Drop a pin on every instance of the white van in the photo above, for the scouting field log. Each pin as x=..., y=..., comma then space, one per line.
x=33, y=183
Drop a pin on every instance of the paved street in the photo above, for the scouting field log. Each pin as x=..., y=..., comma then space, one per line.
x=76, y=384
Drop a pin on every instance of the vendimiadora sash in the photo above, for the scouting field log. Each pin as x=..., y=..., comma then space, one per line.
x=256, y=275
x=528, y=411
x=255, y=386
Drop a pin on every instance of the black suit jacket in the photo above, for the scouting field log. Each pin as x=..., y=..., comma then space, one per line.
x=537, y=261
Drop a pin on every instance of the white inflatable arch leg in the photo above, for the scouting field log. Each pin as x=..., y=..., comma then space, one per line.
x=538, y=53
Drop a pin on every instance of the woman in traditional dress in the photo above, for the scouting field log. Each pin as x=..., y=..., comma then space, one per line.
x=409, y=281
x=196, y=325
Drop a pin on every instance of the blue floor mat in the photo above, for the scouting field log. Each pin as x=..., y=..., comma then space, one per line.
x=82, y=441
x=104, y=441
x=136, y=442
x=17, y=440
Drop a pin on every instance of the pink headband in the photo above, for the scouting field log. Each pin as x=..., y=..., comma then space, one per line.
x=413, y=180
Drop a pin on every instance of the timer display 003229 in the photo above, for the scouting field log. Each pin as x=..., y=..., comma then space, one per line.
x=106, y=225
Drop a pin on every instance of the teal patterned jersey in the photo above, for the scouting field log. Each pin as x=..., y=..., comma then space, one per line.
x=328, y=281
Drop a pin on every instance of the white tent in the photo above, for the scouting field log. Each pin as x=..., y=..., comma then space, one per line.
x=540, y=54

━━━━━━

» **Exercise description**
Reproduce all of the data exactly as given.

» **Result for this exercise**
Drop a pin on every instance of the white van in the photo above, for the scouting field log. Each pin as x=..., y=..., comma then space, one per line.
x=33, y=183
Drop a pin on every instance of the paved street in the photo above, for the scouting field log. Each pin as x=..., y=..., comma then space, one per line.
x=76, y=384
Drop a pin on every instance of the vendimiadora sash in the photo above, for the scouting field log. Each pin as x=..., y=..., comma then space, one per line.
x=256, y=275
x=528, y=411
x=255, y=386
Drop a pin on every instance of the black suit jacket in the photo above, for the scouting field log. Each pin as x=..., y=..., comma then space, one per line.
x=537, y=261
Drop a pin on every instance of the white inflatable arch leg in the photo above, for the scouting field log. Each pin as x=..., y=..., comma then space, one per line.
x=538, y=53
Drop a pin on every instance of the woman in traditional dress in the photo above, for the scouting field log. Each pin as x=..., y=..., comma then space, one per line.
x=409, y=281
x=196, y=325
Drop a pin on every instance of the blue floor mat in the photo above, for the scouting field log. Each pin as x=..., y=..., comma then space, one per line.
x=82, y=441
x=104, y=441
x=136, y=442
x=17, y=440
Drop a pin on every instance of the pink headband in the photo above, for the scouting field log. Each pin as x=..., y=..., comma then space, one per line.
x=413, y=180
Drop a pin on every instance of the timer display 003229 in the photo above, for the scouting field log. Each pin as x=..., y=..., comma then space, one per line.
x=106, y=225
Drop a pin on every instance of the teal patterned jersey in the photo above, for the scouting field log. Each pin as x=..., y=..., comma then space, one per line.
x=328, y=281
Drop a pin on every instance of the white tent in the photo above, for the scouting field log. Each pin as x=..., y=..., comma then space, one per line.
x=540, y=54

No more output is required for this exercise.